Text provided:

Wednesday, July 31, 2019

Jello Plans

We had a concept of spending one last long weekend camping with the Alaska Contingent, but the best laid plans assumed that an early start would snag a couple sites at a new, very popular state park. We were early, but available sites there weren't, so we continued to another spot they'd mentioned and sent a SPOT message since there wasn't any cell connectivity.

When they didn't show up, we went in search of cell phone connectivity. Along the way, we also searched for some geocaches "for BJ" who'd decided she was going to take a crack the summer geocaching promotion after all.

When we finally made contact, we discovered that they'd had some other issues come up so we made some new plans on the fly.

We found a basic, but very comfortable RV Park in Cantwell because it had rained all night and it was cool. I wanted to make sure our batteries were totally topped off before we got to our reservations in Denali since we'd be living on batteries for four days in a wooded campground there. With a place to park and charge taken care of, we headed out to explore Denali Highway.

Data excerpts:

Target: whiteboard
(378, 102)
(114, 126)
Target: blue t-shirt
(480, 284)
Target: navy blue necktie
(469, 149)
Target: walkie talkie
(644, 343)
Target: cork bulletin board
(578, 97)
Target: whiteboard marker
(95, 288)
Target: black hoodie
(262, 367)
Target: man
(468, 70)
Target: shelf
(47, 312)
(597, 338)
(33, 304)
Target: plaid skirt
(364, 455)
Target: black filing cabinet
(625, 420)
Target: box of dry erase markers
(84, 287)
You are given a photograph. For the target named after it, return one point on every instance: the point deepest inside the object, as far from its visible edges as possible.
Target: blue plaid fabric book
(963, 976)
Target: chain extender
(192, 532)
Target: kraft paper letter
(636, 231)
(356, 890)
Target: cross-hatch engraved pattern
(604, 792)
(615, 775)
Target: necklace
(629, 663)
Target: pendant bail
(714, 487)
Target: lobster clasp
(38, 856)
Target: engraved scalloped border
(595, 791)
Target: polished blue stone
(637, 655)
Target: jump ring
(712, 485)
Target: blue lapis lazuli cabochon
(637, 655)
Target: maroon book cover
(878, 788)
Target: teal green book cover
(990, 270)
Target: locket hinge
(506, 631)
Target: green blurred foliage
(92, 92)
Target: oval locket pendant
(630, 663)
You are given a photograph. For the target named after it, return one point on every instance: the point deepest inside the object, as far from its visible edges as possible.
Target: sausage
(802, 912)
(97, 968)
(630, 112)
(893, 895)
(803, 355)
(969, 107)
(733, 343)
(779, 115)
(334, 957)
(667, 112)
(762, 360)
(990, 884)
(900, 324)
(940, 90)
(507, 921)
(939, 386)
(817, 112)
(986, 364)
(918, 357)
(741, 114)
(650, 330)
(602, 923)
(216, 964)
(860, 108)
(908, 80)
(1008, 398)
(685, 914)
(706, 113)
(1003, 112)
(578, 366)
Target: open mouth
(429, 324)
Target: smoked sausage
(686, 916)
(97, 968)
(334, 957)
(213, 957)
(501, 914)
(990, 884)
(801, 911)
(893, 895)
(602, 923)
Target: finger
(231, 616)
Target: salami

Tasks to carry out:
(a) Answer these questions from the Jello Plans post:
(i) Why did the group send a SPOT message?
(ii) In what town was the RV park they found?
(iii) For how many days would they be living on batteries at the Denali campground?
(b) Reproduce the Jello Plans post from "When we finally" up to and including "explore Denali Highway.".
(c) Summarize the Jello Plans post in two sentences.

Problem solutions:
(a)
(i) There wasn't any cell connectivity.
(ii) Cantwell.
(iii) Four days.

(b)
When we finally made contact, we discovered that they'd had some other issues come up so we made some new plans on the fly.

We found a basic, but very comfortable RV Park in Cantwell because it had rained all night and it was cool. I wanted to make sure our batteries were totally topped off before we got to our reservations in Denali since we'd be living on batteries for four days in a wooded campground there. With a place to park and charge taken care of, we headed out to explore Denali Highway.

(c) An early start failed to get campsites at a popular new state park, so the group moved on to another spot and sent a SPOT message for lack of cell service, then later learned that the Alaska Contingent had other issues come up and made new plans on the fly. After a night of rain, they chose an RV park in Cantwell to top off their batteries before four days in a wooded Denali campground and headed out to explore Denali Highway.